== Segment start ==

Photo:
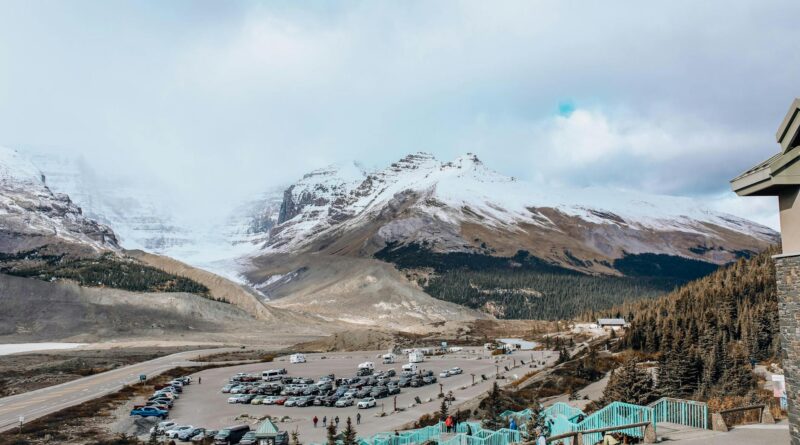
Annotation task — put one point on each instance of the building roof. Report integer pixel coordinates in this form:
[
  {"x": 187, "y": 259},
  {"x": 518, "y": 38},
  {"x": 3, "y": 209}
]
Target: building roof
[
  {"x": 615, "y": 321},
  {"x": 769, "y": 177}
]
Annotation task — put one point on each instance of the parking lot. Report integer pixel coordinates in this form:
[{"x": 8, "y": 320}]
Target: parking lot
[{"x": 205, "y": 405}]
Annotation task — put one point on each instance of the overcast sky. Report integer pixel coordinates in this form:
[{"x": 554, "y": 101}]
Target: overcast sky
[{"x": 221, "y": 99}]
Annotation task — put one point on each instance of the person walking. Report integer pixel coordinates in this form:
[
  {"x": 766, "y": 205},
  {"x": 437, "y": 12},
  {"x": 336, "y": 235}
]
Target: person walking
[
  {"x": 448, "y": 423},
  {"x": 541, "y": 440}
]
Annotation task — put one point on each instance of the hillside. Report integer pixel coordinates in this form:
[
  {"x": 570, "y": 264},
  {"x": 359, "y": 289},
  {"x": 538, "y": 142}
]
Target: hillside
[
  {"x": 456, "y": 231},
  {"x": 708, "y": 330}
]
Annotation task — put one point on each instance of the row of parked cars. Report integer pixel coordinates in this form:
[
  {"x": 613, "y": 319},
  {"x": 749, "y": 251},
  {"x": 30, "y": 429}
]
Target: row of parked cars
[
  {"x": 239, "y": 434},
  {"x": 159, "y": 404}
]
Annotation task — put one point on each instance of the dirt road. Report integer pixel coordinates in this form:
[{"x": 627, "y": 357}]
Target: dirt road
[{"x": 35, "y": 404}]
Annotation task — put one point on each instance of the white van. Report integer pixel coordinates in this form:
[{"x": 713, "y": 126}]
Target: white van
[
  {"x": 271, "y": 375},
  {"x": 410, "y": 367}
]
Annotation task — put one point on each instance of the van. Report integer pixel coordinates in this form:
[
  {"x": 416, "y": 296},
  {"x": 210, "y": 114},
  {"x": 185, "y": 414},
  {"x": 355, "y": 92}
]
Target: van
[
  {"x": 410, "y": 367},
  {"x": 231, "y": 435},
  {"x": 271, "y": 375},
  {"x": 416, "y": 357}
]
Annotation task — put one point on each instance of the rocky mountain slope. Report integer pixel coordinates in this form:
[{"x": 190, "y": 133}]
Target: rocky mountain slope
[
  {"x": 464, "y": 206},
  {"x": 33, "y": 217},
  {"x": 513, "y": 248}
]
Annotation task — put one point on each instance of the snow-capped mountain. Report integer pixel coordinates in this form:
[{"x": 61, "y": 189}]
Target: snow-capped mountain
[
  {"x": 33, "y": 217},
  {"x": 465, "y": 206},
  {"x": 142, "y": 216}
]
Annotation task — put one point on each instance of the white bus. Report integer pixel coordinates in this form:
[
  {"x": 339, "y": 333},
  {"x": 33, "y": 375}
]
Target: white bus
[{"x": 271, "y": 375}]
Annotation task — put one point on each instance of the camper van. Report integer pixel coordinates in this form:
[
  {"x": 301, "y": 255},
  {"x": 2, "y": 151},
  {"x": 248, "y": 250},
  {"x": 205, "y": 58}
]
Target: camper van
[
  {"x": 416, "y": 357},
  {"x": 410, "y": 367},
  {"x": 365, "y": 369}
]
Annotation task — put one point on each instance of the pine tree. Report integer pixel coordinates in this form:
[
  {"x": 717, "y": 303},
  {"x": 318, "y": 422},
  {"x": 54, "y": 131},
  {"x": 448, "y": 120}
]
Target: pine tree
[
  {"x": 493, "y": 419},
  {"x": 443, "y": 411},
  {"x": 538, "y": 420},
  {"x": 295, "y": 437},
  {"x": 349, "y": 433},
  {"x": 630, "y": 384}
]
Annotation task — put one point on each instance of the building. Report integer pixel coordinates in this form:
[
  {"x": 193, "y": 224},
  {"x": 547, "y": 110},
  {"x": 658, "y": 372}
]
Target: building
[
  {"x": 780, "y": 176},
  {"x": 612, "y": 323},
  {"x": 517, "y": 344}
]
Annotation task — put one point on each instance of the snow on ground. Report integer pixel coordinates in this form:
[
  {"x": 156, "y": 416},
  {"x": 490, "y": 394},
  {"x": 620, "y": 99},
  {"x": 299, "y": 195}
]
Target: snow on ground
[{"x": 6, "y": 349}]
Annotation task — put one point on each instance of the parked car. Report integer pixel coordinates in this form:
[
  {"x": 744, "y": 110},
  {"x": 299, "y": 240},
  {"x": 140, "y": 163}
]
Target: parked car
[
  {"x": 162, "y": 426},
  {"x": 173, "y": 432},
  {"x": 379, "y": 392},
  {"x": 249, "y": 439},
  {"x": 187, "y": 435},
  {"x": 149, "y": 411},
  {"x": 231, "y": 435},
  {"x": 365, "y": 403},
  {"x": 203, "y": 435},
  {"x": 344, "y": 401}
]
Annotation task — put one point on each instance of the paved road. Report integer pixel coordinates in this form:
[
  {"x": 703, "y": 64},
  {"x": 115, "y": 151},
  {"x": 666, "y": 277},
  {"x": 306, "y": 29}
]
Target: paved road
[{"x": 44, "y": 401}]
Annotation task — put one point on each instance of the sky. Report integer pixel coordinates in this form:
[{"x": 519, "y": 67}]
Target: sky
[{"x": 218, "y": 101}]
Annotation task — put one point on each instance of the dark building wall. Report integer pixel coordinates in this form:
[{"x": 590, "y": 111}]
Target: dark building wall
[{"x": 788, "y": 279}]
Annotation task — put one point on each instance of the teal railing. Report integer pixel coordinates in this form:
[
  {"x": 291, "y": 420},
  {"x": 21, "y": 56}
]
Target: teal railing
[{"x": 683, "y": 412}]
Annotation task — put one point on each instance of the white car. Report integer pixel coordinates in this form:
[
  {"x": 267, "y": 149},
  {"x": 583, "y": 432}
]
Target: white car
[
  {"x": 344, "y": 401},
  {"x": 173, "y": 432},
  {"x": 368, "y": 402},
  {"x": 162, "y": 426}
]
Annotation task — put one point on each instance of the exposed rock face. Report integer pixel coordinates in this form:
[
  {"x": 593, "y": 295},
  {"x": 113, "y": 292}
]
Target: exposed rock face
[
  {"x": 32, "y": 216},
  {"x": 464, "y": 206}
]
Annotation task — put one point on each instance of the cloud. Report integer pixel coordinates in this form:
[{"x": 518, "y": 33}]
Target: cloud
[{"x": 222, "y": 99}]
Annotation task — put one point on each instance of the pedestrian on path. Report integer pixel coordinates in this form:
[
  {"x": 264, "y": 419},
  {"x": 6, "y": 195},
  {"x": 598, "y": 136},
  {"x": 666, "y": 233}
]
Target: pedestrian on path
[{"x": 541, "y": 440}]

== Segment end ==

Requirement.
What is needed is every line of the data above, set down exactly but with the images left out.

Answer to this task.
Photo:
Annotation task — put one point on each instance of the building roof. Report integer pixel coordinates in this form:
[
  {"x": 187, "y": 259},
  {"x": 518, "y": 38},
  {"x": 3, "y": 209}
]
Target: building roof
[
  {"x": 615, "y": 321},
  {"x": 769, "y": 177}
]
Annotation task — put one point on each instance of the parking lot. Report integer pixel coordinates in this form:
[{"x": 8, "y": 320}]
Target: parking lot
[{"x": 205, "y": 405}]
Annotation task — put one point on each instance of the overcast sky. Report integer pixel coordinates in this form:
[{"x": 554, "y": 101}]
Target: overcast sky
[{"x": 221, "y": 99}]
Annotation task — put one point on each instance of the person walking. Report integer pixel coordinates in this form:
[
  {"x": 766, "y": 205},
  {"x": 437, "y": 12},
  {"x": 336, "y": 235}
]
Target: person walking
[
  {"x": 448, "y": 423},
  {"x": 541, "y": 440}
]
Annotation task — put one point on each instance of the hillside. Report integer pixel coordinates in this form:
[
  {"x": 570, "y": 264},
  {"x": 359, "y": 289},
  {"x": 538, "y": 142}
]
Target: hillside
[
  {"x": 456, "y": 231},
  {"x": 708, "y": 330}
]
Annotation task — put one point on each instance of the row of parked cars. Report integer pixel coordinates in this form:
[
  {"x": 613, "y": 319},
  {"x": 749, "y": 251},
  {"x": 30, "y": 429}
]
Target: row of parked cars
[
  {"x": 239, "y": 434},
  {"x": 159, "y": 404}
]
Annotation task — put one point on each instance of the dirt road. Report integer pixel coordinates in this form:
[{"x": 627, "y": 357}]
Target: dirt road
[{"x": 35, "y": 404}]
Annotation task — put one point on each instance of the white van. Report integer pixel coordinates in this form:
[{"x": 713, "y": 126}]
Target: white van
[
  {"x": 271, "y": 375},
  {"x": 410, "y": 367}
]
Annotation task — put one point on each instance of the van. Report integer pixel coordinates in this form:
[
  {"x": 416, "y": 296},
  {"x": 210, "y": 114},
  {"x": 185, "y": 414},
  {"x": 355, "y": 92}
]
Target: van
[
  {"x": 410, "y": 367},
  {"x": 231, "y": 435},
  {"x": 271, "y": 375},
  {"x": 416, "y": 357}
]
Annotation task — put one point on each instance of the rocky mountain slope. Report integer pixel coordinates in this form:
[{"x": 190, "y": 133}]
Target: rocky mountain slope
[
  {"x": 464, "y": 206},
  {"x": 33, "y": 217},
  {"x": 513, "y": 248}
]
Annotation task — put one point on each instance of the snow-capped mountain. Report integer pixel coordinates in this form:
[{"x": 61, "y": 189}]
Target: snow-capped mountain
[
  {"x": 33, "y": 217},
  {"x": 465, "y": 206},
  {"x": 142, "y": 216}
]
Annotation task — put one point on each instance of the white bus. Report integer pixel coordinates in this form:
[
  {"x": 339, "y": 333},
  {"x": 33, "y": 375}
]
Target: white bus
[{"x": 271, "y": 375}]
Annotation task — put one point on each instance of the camper van. Report integer pixel coordinates in this form:
[
  {"x": 301, "y": 255},
  {"x": 2, "y": 151},
  {"x": 248, "y": 250},
  {"x": 205, "y": 58}
]
Target: camper van
[
  {"x": 416, "y": 357},
  {"x": 410, "y": 367},
  {"x": 365, "y": 369}
]
Annotation task — put one point on each instance of the pine tree. Report integer pixel coordinates in this form:
[
  {"x": 717, "y": 303},
  {"x": 318, "y": 422},
  {"x": 54, "y": 131},
  {"x": 448, "y": 120}
]
Target: pine tree
[
  {"x": 493, "y": 419},
  {"x": 443, "y": 411},
  {"x": 538, "y": 420},
  {"x": 295, "y": 437},
  {"x": 349, "y": 433},
  {"x": 630, "y": 384}
]
Annotation task — put one point on each instance of the building. Report integer pixel coordinates in this form:
[
  {"x": 193, "y": 224},
  {"x": 547, "y": 110},
  {"x": 658, "y": 372}
]
Target: building
[
  {"x": 780, "y": 176},
  {"x": 612, "y": 323},
  {"x": 517, "y": 344}
]
Annotation task — put one point on each instance of the snow on ground. Report integer pixel coordinates in this form:
[
  {"x": 156, "y": 416},
  {"x": 490, "y": 394},
  {"x": 620, "y": 99},
  {"x": 299, "y": 195}
]
Target: snow on ground
[{"x": 6, "y": 349}]
Annotation task — put one point on each instance of the parked car. Report integer pixel coordinates in this form:
[
  {"x": 744, "y": 110},
  {"x": 299, "y": 240},
  {"x": 140, "y": 163}
]
Target: parked car
[
  {"x": 162, "y": 426},
  {"x": 173, "y": 432},
  {"x": 379, "y": 392},
  {"x": 249, "y": 439},
  {"x": 187, "y": 435},
  {"x": 149, "y": 411},
  {"x": 231, "y": 435},
  {"x": 365, "y": 403},
  {"x": 203, "y": 435},
  {"x": 344, "y": 401}
]
Annotation task — put one point on each instance of the paved road. Report integer pixel coordinates in this form:
[
  {"x": 703, "y": 64},
  {"x": 115, "y": 151},
  {"x": 666, "y": 277},
  {"x": 306, "y": 29}
]
Target: paved road
[{"x": 44, "y": 401}]
Annotation task — put one point on each instance of the sky. Report integer pixel coordinates in this form:
[{"x": 519, "y": 67}]
Target: sky
[{"x": 218, "y": 101}]
Annotation task — put one point on each instance of the dark building wall. Report integer pixel coordinates in this form:
[{"x": 590, "y": 111}]
Target: dark building wall
[{"x": 788, "y": 279}]
Annotation task — put one point on each instance of the teal railing. Report integer pixel coordinates in this form:
[
  {"x": 291, "y": 420},
  {"x": 21, "y": 56}
]
Target: teal railing
[{"x": 683, "y": 412}]
Annotation task — put one point on each instance of the white car. Report integer pixel coordinates in this form:
[
  {"x": 267, "y": 149},
  {"x": 583, "y": 432}
]
Target: white car
[
  {"x": 344, "y": 401},
  {"x": 173, "y": 432},
  {"x": 368, "y": 402},
  {"x": 162, "y": 426}
]
Annotation task — put one point on each instance of the exposed rock face. Report integer pixel coordinates in this form:
[
  {"x": 593, "y": 295},
  {"x": 113, "y": 292}
]
Target: exposed rock face
[
  {"x": 32, "y": 216},
  {"x": 464, "y": 206}
]
Annotation task — put one point on each instance of the cloud. Report integer pixel coordinates in this form:
[{"x": 518, "y": 33}]
Target: cloud
[{"x": 222, "y": 99}]
Annotation task — put one point on each instance of the pedestrian on path. Report integer pixel coordinates in this form:
[
  {"x": 264, "y": 419},
  {"x": 6, "y": 195},
  {"x": 598, "y": 136},
  {"x": 666, "y": 233}
]
Target: pedestrian on path
[{"x": 541, "y": 440}]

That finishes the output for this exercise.